::: EXCERPT

JURSI students getting national experience

An integral part of a medical education is allowing students the opportunity to get hands-on experience in a variety of settings in the hopes of helping them to decide on the specialty that most interests them.

${vImageAlt}
Johnathan Tomas and Quinten Paterson

An integral part of a medical education is allowing students the opportunity to get hands-on experience in a variety of settings in the hopes of helping them to decide on the specialty that most interests them.

For a lot of students at the College of Medicine, that decision can be made easier by the programs clinical clerkship rotation, or Junior Undergrad Rotating Student Internship (JURSI) offered to third and fourth year students.

“JURSI is basically our chance as medical students to be involved in clinical experience,” said Johnathan Tomas. “It’s a year and a half worth of experiences done in different rotations and that includes a lot of the core stuff like family medicine, surgery, pediatrics, psychiatry – just everything to complete us as a whole to allow us to go out as family doctors.”

::::::

▶ PROBLEM REQUIREMENTS:
Reproduce the article above about JURSI students word for word, from start to finish.

::: ENTRIES SUPPLIED

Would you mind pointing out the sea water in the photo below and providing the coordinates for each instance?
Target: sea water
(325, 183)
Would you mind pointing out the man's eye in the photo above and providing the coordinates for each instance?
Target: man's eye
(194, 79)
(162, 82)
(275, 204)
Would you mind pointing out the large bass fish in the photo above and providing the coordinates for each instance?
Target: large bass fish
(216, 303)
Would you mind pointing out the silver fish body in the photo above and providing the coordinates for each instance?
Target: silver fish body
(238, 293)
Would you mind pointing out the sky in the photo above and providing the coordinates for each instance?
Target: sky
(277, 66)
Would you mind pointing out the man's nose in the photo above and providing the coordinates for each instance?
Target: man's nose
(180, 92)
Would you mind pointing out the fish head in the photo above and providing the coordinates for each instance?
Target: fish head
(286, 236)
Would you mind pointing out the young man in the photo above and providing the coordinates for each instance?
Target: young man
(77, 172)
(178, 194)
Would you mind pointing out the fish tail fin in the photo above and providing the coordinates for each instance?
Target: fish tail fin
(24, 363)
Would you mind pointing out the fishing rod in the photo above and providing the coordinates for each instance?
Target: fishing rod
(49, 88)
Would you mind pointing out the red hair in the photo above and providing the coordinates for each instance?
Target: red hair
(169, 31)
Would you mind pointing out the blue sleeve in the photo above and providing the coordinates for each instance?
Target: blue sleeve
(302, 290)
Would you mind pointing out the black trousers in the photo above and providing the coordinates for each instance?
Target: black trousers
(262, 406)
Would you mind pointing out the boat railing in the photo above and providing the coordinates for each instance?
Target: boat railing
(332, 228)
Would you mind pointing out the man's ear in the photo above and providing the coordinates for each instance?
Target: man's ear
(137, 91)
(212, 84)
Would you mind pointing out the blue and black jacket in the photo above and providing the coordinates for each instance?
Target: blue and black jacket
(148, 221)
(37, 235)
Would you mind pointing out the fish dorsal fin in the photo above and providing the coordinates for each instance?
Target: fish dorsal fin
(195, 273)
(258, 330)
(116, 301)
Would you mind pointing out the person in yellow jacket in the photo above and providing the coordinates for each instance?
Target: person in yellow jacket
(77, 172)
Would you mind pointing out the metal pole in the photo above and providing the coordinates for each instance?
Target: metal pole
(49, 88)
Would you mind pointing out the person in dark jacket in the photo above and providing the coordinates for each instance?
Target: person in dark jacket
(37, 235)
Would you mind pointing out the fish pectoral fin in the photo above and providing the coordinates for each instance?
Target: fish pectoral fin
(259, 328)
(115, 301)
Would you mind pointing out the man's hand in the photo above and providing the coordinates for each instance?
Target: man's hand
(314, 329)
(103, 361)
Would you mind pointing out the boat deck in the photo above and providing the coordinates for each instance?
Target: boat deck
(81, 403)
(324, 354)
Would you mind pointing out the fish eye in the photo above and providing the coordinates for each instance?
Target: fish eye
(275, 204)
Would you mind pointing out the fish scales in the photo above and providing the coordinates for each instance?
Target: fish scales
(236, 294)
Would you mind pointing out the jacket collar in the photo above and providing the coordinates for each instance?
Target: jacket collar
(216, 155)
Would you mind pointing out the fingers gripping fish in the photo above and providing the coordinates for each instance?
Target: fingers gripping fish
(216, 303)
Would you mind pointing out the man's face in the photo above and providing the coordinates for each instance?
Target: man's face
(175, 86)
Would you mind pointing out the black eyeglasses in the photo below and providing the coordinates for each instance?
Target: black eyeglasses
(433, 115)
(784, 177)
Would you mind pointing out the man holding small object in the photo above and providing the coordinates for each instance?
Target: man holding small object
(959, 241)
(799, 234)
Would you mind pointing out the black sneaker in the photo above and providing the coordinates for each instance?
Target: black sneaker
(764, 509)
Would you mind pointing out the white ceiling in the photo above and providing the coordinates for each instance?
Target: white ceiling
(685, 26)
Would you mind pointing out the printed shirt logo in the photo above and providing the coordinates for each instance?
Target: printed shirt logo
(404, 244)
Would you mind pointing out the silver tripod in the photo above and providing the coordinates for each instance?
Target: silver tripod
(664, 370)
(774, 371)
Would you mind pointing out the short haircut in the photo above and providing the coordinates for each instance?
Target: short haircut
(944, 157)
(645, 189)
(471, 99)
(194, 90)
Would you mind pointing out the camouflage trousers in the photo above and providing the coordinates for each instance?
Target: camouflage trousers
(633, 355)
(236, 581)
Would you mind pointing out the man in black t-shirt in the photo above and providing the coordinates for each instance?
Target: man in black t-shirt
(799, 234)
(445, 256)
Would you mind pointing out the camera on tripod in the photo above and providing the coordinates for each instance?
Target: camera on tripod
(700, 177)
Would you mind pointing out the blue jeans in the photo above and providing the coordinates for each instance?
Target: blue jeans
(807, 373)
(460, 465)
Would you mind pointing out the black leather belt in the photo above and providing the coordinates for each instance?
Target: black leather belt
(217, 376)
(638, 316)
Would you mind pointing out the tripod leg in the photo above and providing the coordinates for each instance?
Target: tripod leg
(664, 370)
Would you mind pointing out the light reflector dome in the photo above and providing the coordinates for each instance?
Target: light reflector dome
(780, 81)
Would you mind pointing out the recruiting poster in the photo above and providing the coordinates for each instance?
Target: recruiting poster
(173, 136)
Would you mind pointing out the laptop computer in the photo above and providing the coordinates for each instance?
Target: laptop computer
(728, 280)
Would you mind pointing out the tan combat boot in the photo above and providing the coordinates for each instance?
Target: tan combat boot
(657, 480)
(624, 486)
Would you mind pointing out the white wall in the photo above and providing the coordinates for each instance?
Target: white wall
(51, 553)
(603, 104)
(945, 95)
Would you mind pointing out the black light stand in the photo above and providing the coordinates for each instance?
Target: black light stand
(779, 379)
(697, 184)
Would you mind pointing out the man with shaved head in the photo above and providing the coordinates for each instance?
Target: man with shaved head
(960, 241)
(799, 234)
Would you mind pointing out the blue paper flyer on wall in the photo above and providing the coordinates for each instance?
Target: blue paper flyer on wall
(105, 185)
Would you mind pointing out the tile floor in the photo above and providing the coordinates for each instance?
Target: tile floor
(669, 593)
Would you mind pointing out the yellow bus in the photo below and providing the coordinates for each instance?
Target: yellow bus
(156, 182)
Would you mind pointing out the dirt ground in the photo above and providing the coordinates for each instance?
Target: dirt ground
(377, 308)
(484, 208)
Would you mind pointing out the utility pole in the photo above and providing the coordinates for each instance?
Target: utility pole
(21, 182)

::::::

▶ OUTPUT FOR THIS TASK:
JURSI students getting national experience

An integral part of a medical education is allowing students the opportunity to get hands-on experience in a variety of settings in the hopes of helping them to decide on the specialty that most interests them.

${vImageAlt}
Johnathan Tomas and Quinten Paterson

An integral part of a medical education is allowing students the opportunity to get hands-on experience in a variety of settings in the hopes of helping them to decide on the specialty that most interests them.

For a lot of students at the College of Medicine, that decision can be made easier by the programs clinical clerkship rotation, or Junior Undergrad Rotating Student Internship (JURSI) offered to third and fourth year students.

“JURSI is basically our chance as medical students to be involved in clinical experience,” said Johnathan Tomas. “It’s a year and a half worth of experiences done in different rotations and that includes a lot of the core stuff like family medicine, surgery, pediatrics, psychiatry – just everything to complete us as a whole to allow us to go out as family doctors.”